START INFORMATION SHOWN

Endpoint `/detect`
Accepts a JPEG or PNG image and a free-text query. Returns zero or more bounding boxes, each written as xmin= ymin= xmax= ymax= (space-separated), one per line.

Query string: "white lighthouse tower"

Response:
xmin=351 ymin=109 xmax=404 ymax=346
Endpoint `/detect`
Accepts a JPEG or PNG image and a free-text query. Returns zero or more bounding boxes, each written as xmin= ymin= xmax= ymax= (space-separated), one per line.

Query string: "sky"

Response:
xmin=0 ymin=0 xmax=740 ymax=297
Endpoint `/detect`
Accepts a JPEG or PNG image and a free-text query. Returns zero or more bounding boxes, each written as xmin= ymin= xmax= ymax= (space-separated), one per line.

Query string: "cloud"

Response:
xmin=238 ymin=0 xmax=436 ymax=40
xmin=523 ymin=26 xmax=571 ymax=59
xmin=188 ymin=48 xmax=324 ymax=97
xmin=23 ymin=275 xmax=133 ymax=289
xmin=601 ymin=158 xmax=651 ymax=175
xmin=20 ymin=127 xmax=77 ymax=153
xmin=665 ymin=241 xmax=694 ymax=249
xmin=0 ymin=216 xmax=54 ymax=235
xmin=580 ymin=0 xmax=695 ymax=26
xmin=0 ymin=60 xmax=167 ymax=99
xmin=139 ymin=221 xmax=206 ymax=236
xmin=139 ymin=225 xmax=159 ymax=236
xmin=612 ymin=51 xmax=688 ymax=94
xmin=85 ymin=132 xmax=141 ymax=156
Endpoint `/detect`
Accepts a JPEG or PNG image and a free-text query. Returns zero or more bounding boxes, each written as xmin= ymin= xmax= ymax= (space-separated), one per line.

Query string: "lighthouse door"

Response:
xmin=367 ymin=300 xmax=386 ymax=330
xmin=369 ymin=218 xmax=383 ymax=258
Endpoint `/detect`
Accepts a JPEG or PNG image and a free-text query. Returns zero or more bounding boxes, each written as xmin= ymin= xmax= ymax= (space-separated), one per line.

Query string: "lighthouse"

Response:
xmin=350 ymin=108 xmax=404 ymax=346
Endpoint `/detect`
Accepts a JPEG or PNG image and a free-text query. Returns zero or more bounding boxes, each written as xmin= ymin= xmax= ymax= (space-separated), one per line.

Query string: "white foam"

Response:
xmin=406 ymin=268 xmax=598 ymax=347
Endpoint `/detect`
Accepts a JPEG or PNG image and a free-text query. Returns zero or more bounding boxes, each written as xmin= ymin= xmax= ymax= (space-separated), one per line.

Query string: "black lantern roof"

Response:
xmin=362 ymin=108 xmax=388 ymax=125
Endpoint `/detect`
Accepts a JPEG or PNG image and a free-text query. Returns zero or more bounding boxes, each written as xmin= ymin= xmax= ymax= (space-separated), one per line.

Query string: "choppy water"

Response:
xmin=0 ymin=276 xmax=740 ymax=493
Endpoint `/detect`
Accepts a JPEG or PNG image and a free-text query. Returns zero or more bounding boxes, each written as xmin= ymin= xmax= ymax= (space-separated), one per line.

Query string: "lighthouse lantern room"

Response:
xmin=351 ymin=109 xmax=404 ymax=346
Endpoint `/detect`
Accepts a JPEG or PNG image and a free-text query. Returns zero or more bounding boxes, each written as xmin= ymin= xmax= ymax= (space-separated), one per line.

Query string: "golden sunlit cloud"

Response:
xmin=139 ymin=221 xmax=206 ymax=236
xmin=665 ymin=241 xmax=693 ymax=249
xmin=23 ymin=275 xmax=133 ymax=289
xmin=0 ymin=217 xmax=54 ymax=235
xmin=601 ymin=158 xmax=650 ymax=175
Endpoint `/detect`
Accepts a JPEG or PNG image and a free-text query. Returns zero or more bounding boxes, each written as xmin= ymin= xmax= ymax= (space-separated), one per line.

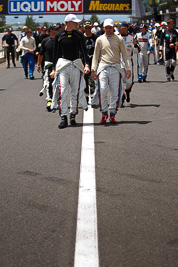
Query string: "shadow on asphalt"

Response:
xmin=79 ymin=121 xmax=152 ymax=127
xmin=134 ymin=81 xmax=167 ymax=84
xmin=128 ymin=104 xmax=161 ymax=108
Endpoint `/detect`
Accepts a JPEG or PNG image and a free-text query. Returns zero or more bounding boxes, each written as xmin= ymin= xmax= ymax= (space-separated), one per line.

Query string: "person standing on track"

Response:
xmin=135 ymin=24 xmax=153 ymax=83
xmin=91 ymin=18 xmax=131 ymax=124
xmin=160 ymin=19 xmax=178 ymax=82
xmin=20 ymin=29 xmax=36 ymax=80
xmin=1 ymin=28 xmax=19 ymax=69
xmin=118 ymin=21 xmax=140 ymax=105
xmin=37 ymin=24 xmax=58 ymax=111
xmin=84 ymin=20 xmax=97 ymax=103
xmin=51 ymin=14 xmax=90 ymax=128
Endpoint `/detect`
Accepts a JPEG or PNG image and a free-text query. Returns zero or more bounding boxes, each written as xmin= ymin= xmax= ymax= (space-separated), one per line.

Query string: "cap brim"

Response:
xmin=104 ymin=24 xmax=114 ymax=27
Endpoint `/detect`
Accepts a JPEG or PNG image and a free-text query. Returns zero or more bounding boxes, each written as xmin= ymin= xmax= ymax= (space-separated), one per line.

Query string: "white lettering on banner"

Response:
xmin=21 ymin=2 xmax=31 ymax=12
xmin=57 ymin=1 xmax=68 ymax=11
xmin=73 ymin=1 xmax=81 ymax=11
xmin=10 ymin=1 xmax=45 ymax=13
xmin=46 ymin=0 xmax=82 ymax=12
xmin=47 ymin=1 xmax=57 ymax=11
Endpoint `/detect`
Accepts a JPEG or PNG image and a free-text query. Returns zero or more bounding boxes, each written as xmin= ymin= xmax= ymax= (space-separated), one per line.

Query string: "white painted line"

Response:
xmin=74 ymin=106 xmax=99 ymax=267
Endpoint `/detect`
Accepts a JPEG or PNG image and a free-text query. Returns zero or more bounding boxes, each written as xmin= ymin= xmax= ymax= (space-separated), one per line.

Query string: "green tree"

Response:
xmin=0 ymin=16 xmax=6 ymax=32
xmin=43 ymin=21 xmax=49 ymax=28
xmin=90 ymin=15 xmax=100 ymax=24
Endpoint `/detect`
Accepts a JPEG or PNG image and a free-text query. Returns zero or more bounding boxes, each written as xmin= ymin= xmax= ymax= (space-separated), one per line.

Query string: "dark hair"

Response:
xmin=167 ymin=19 xmax=174 ymax=24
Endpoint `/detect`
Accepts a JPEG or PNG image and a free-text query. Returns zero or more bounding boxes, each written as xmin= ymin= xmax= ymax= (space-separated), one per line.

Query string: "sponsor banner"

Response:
xmin=9 ymin=0 xmax=83 ymax=14
xmin=84 ymin=0 xmax=132 ymax=14
xmin=9 ymin=0 xmax=45 ymax=14
xmin=0 ymin=0 xmax=8 ymax=15
xmin=6 ymin=0 xmax=132 ymax=15
xmin=46 ymin=0 xmax=83 ymax=13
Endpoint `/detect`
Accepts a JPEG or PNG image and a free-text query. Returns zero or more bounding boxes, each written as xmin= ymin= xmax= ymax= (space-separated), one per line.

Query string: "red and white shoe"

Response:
xmin=100 ymin=113 xmax=108 ymax=124
xmin=109 ymin=115 xmax=116 ymax=123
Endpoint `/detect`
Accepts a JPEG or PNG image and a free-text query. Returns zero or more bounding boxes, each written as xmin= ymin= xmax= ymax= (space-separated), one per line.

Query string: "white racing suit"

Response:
xmin=40 ymin=61 xmax=54 ymax=102
xmin=121 ymin=34 xmax=140 ymax=92
xmin=51 ymin=58 xmax=88 ymax=116
xmin=135 ymin=32 xmax=152 ymax=79
xmin=92 ymin=63 xmax=123 ymax=115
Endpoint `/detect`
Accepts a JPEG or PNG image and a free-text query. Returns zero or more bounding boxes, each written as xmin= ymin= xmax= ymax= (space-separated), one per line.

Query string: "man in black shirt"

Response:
xmin=160 ymin=19 xmax=178 ymax=82
xmin=51 ymin=14 xmax=90 ymax=128
xmin=35 ymin=26 xmax=49 ymax=73
xmin=96 ymin=22 xmax=105 ymax=37
xmin=1 ymin=28 xmax=19 ymax=68
xmin=37 ymin=24 xmax=58 ymax=111
xmin=84 ymin=20 xmax=98 ymax=102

END INFORMATION SHOWN

§ SET TASK:
Render the lines from the start of the material through the line containing "xmin=369 ymin=218 xmax=383 ymax=258" as a numbered list, leaving out blank lines.

§ RESPONSE:
1. Endpoint `/detect`
2. Accepts a JPEG or PNG image and a free-text query. Returns zero or more bounding boxes, each written as xmin= ymin= xmax= ymax= (space-separated), one per line.
3. Query string: "white lighthouse tower"
4. Response:
5. xmin=351 ymin=109 xmax=404 ymax=346
6. Endpoint `/detect`
7. Accepts a JPEG or PNG image and a free-text query. Returns zero or more bounding boxes, each written as xmin= ymin= xmax= ymax= (space-separated), one per line.
8. Query string: "sky"
9. Response:
10. xmin=0 ymin=0 xmax=740 ymax=297
11. Endpoint `/detect`
12. Accepts a JPEG or PNG image and a free-text query. Returns zero or more bounding boxes, each written as xmin= ymin= xmax= ymax= (space-separated), one per line.
13. Query string: "cloud"
14. Response:
15. xmin=238 ymin=0 xmax=436 ymax=40
16. xmin=523 ymin=26 xmax=571 ymax=59
17. xmin=188 ymin=48 xmax=324 ymax=97
18. xmin=23 ymin=275 xmax=133 ymax=289
19. xmin=601 ymin=158 xmax=651 ymax=175
20. xmin=20 ymin=127 xmax=77 ymax=153
21. xmin=665 ymin=241 xmax=694 ymax=249
22. xmin=0 ymin=216 xmax=54 ymax=235
23. xmin=580 ymin=0 xmax=695 ymax=26
24. xmin=0 ymin=60 xmax=167 ymax=99
25. xmin=139 ymin=221 xmax=206 ymax=236
26. xmin=139 ymin=225 xmax=159 ymax=236
27. xmin=612 ymin=51 xmax=688 ymax=94
28. xmin=85 ymin=132 xmax=141 ymax=156
29. Endpoint `/detect`
30. Accepts a JPEG or PNG image and a free-text query. Returns zero or more bounding boxes, each written as xmin= ymin= xmax= ymax= (space-separated), one per line.
31. Query string: "lighthouse door"
32. Response:
33. xmin=367 ymin=300 xmax=386 ymax=330
34. xmin=369 ymin=218 xmax=383 ymax=258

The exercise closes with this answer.